+++ THE DATA
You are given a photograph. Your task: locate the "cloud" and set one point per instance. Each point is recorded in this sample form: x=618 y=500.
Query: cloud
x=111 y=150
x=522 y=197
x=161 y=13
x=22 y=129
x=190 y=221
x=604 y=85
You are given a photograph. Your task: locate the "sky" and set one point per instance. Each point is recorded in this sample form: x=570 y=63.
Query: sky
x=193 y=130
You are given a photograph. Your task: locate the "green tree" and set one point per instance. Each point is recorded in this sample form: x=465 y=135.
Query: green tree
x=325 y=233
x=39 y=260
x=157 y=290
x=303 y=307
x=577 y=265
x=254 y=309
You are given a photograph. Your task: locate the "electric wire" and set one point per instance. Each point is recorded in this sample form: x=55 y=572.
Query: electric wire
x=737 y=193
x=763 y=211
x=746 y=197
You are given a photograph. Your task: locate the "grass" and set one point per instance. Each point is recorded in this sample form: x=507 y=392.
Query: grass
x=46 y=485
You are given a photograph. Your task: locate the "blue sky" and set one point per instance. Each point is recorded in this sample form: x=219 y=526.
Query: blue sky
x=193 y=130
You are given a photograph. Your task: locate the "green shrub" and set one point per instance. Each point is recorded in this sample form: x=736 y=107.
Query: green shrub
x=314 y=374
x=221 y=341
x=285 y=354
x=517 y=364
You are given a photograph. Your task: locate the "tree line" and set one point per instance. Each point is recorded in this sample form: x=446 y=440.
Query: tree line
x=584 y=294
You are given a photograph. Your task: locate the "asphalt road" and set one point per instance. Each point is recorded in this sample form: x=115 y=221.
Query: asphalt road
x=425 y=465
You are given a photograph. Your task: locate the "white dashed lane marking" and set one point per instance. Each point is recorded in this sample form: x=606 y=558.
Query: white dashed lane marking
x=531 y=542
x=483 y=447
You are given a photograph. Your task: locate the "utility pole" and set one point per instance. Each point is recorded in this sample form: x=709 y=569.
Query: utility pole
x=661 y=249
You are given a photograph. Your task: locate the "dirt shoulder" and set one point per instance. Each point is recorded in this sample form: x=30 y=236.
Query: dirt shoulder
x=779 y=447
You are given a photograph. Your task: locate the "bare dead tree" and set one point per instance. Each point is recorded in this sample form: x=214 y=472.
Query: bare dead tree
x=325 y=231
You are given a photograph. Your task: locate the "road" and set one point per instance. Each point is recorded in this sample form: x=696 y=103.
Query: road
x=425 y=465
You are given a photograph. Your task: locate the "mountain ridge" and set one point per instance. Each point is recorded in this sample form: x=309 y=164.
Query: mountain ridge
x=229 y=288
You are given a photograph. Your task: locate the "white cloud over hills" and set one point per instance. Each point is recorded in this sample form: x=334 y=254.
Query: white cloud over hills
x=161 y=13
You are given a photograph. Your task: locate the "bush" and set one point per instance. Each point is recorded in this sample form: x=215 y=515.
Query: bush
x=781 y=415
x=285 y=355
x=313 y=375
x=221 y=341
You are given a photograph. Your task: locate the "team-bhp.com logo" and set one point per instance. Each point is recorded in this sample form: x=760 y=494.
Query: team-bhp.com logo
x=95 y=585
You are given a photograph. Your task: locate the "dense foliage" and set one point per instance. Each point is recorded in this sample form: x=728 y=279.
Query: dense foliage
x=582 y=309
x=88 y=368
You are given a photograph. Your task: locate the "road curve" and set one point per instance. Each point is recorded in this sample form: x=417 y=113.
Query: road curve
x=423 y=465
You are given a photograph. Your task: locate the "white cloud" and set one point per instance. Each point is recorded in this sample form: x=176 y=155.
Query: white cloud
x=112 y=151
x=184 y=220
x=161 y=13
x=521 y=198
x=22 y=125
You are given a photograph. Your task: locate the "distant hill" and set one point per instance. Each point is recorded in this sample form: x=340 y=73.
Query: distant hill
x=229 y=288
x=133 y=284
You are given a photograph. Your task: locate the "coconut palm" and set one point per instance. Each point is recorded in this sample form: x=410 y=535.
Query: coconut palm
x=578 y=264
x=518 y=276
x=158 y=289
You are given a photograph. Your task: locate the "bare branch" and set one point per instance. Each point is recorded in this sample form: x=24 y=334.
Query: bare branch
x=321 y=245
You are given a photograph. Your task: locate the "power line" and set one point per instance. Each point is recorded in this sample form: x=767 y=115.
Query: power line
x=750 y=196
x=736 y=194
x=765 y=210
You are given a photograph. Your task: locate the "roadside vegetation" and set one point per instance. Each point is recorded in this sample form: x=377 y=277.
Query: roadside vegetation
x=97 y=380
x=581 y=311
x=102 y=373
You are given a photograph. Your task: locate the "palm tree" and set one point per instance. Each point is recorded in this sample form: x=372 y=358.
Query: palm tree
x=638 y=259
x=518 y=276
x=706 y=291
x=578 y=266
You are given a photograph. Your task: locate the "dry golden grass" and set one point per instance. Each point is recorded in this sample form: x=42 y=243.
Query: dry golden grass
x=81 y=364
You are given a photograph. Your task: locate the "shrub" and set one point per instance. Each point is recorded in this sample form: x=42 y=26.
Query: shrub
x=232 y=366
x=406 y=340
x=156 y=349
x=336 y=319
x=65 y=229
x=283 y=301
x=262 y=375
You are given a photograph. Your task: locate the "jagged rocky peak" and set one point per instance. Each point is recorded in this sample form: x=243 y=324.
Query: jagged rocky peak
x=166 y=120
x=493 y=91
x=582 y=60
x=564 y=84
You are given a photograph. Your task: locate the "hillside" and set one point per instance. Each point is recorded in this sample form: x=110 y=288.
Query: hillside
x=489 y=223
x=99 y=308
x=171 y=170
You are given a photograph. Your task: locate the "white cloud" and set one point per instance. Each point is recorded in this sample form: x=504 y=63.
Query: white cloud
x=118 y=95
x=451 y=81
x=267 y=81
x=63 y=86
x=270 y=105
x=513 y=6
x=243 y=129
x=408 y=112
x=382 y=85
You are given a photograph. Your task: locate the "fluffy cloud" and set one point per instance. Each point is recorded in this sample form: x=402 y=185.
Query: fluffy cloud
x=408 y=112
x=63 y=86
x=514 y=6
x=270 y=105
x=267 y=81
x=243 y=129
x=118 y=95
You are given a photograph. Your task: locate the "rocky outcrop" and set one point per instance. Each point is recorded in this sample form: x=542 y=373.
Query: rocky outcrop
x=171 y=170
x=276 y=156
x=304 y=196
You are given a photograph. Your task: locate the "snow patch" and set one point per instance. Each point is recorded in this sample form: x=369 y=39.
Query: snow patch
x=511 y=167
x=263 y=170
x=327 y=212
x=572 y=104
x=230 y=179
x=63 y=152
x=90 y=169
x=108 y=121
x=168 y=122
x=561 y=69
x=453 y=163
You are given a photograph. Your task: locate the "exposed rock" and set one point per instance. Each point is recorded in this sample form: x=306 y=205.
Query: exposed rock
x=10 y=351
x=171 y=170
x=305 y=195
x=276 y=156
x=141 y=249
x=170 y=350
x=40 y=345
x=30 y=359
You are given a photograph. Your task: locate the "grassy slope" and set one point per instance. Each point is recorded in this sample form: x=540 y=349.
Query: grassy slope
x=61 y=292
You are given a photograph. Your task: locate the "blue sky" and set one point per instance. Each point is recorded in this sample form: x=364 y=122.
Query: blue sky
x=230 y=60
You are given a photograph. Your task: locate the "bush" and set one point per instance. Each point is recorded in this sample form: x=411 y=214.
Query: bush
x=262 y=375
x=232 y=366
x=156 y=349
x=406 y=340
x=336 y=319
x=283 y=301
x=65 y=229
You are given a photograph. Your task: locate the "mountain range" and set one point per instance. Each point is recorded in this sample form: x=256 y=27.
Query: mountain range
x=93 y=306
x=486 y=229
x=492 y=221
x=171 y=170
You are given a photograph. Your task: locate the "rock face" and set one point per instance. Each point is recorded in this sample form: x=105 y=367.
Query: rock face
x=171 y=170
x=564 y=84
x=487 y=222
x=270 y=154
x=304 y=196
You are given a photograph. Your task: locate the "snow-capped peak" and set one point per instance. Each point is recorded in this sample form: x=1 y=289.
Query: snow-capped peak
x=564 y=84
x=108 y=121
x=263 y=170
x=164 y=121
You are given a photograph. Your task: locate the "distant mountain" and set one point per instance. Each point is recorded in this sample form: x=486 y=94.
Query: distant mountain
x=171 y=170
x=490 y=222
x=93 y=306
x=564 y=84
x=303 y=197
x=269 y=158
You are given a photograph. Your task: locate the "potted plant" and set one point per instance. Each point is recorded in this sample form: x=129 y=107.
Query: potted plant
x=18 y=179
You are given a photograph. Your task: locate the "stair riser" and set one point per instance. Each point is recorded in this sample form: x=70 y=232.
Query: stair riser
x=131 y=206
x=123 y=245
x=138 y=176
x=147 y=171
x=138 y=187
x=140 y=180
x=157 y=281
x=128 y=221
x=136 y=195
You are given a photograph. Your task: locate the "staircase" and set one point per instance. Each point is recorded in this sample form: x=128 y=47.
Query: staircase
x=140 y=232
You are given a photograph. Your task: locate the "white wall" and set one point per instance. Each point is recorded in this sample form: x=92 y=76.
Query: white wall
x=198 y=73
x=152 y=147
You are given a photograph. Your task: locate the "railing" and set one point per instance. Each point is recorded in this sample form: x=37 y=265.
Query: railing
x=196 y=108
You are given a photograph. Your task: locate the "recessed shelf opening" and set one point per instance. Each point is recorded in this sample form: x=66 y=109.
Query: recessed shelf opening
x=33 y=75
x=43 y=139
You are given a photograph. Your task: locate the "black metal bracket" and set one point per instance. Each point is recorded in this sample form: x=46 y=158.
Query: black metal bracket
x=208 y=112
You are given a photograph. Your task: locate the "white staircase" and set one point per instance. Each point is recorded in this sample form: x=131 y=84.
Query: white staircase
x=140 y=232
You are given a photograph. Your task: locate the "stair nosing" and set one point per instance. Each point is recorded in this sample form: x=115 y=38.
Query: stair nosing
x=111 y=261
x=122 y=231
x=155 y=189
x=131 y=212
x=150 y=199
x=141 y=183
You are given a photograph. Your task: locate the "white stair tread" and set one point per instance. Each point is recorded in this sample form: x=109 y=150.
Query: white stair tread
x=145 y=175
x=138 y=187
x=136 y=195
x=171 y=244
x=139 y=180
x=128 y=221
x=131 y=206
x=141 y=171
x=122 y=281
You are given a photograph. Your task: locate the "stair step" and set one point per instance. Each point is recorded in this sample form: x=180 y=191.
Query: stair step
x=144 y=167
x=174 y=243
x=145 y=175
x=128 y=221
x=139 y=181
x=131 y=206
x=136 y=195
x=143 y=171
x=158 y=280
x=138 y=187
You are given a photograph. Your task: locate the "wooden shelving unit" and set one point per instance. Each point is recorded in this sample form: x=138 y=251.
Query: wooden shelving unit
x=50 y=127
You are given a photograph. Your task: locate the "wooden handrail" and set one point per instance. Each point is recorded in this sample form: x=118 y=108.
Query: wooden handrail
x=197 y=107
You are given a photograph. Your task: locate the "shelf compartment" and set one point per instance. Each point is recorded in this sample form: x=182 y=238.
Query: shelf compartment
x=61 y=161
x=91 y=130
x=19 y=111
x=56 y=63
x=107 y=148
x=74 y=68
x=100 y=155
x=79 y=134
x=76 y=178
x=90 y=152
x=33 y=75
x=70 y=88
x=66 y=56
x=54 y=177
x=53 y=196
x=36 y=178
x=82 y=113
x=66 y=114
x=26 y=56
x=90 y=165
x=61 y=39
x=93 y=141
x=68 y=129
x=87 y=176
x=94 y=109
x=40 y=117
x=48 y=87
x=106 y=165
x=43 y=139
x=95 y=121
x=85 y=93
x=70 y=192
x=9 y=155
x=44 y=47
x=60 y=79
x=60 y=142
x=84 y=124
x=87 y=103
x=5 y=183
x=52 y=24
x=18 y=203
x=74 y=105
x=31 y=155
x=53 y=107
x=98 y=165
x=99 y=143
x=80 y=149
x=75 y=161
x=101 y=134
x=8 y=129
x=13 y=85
++++++
▸ **GIVEN PROBLEM**: Copy out the stretch of items from the line containing "form: x=606 y=558." through the line containing "x=423 y=465", both ends included, and give nothing else. Leave the request lines unchanged, but multiply the x and y coordinates in every answer by 1.5 and round each to a whole number, rounding halves up.

▸ **PROBLEM SOLUTION**:
You are given a photograph. Your task: locate the "white dashed lane marking" and set one point per instance. Each point is recorded in this sample form: x=606 y=558.
Query: white dashed lane marking
x=797 y=813
x=725 y=671
You are given a photograph. Your task: locate the "utility pole" and set one point per instance. Each point is recorded in this sample form: x=709 y=569.
Query: utility pole
x=992 y=374
You are given a photograph. Your task: locate the "dirt shoulder" and set one point per instance. Each point is recorded in this sample form: x=30 y=236.
Query: dirt shoulder
x=1169 y=671
You are given a photograph. Your task: locate the "bare dead tree" and set one point per instance. Each point is recorded in this sample form: x=214 y=472.
Query: bare dead tree
x=488 y=347
You are given a photograph. Your task: locate the "road" and set one point per instance. Each point is recorded in this sample form: x=696 y=103.
Query: road
x=638 y=698
You are given a photograph. Your task: locate the "mountain ridge" and set one point per instance. Each point is recorded in this sample form: x=309 y=164.
Query: mountain ridge
x=344 y=432
You are given a photograph. Your task: locate the "white cloud over hills" and set one point per instance. Each point is recorded in this sample form: x=334 y=254.
Query: white cloud over hills
x=242 y=20
You are given a photograph. Your task: locate the "bush" and set one point per instance. Each point is recorded in this sample form: x=215 y=515.
Query: bush
x=1172 y=623
x=428 y=533
x=470 y=563
x=332 y=512
You are given a photograph. Your task: locate the "team-bhp.com logo" and set one point per instance. Each point is recorded in this sample form: x=760 y=494.
Query: team-bhp.com logo
x=143 y=878
You are given a photograph. Your task: locate the "dense foliage" and set one point per instance. Each point is recorded in this sample form: x=728 y=279.
Query: dense foliage
x=873 y=464
x=132 y=552
You are given a photograph. Your task: locate the "road curve" and set one point per instance. Each point is recorded in this sample form: x=417 y=113.
Query: road curve
x=635 y=698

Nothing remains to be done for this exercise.